• [What is required]:
Count the lines in the records below that contain the string "cloud", treating case as significant. Reply with the number only.

• [Working data]:
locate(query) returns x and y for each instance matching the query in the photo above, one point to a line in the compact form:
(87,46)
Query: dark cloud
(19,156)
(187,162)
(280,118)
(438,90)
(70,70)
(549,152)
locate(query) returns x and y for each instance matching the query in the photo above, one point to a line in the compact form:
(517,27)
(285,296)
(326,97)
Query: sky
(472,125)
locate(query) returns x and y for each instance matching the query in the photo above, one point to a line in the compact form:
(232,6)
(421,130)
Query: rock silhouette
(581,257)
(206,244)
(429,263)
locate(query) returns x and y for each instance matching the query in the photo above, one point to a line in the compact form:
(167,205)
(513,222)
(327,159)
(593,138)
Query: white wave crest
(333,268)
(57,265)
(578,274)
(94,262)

...

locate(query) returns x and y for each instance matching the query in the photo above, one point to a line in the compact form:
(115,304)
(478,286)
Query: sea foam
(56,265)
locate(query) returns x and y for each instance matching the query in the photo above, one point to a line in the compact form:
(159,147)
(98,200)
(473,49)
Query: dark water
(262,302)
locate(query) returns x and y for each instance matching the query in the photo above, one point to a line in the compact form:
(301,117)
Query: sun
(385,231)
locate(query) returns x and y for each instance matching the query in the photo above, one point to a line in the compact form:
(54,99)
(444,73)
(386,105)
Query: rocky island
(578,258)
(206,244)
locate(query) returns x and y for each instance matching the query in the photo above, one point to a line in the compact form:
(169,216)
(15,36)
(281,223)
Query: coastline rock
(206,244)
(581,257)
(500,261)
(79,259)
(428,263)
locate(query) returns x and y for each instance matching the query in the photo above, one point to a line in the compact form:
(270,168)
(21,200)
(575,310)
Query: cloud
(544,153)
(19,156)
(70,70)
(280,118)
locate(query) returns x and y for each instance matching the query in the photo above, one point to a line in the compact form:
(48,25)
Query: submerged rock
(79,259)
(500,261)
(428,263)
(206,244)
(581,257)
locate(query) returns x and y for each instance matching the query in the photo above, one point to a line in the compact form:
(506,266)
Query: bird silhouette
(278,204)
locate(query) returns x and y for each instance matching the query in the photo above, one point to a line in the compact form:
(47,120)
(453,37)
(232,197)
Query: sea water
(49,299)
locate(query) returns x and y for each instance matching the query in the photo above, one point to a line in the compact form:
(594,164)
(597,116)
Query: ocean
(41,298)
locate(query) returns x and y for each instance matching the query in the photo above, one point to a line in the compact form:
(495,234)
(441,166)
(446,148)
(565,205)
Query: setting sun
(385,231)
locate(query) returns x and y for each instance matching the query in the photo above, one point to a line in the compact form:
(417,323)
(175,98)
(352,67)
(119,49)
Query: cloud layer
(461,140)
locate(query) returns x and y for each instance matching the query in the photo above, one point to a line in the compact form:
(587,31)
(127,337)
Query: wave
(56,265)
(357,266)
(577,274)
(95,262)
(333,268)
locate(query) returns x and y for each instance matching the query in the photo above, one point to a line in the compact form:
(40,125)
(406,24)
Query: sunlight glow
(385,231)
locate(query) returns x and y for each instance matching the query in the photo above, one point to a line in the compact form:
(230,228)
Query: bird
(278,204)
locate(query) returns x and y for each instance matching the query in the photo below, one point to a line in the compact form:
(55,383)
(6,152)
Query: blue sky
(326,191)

• [Complete answer]:
3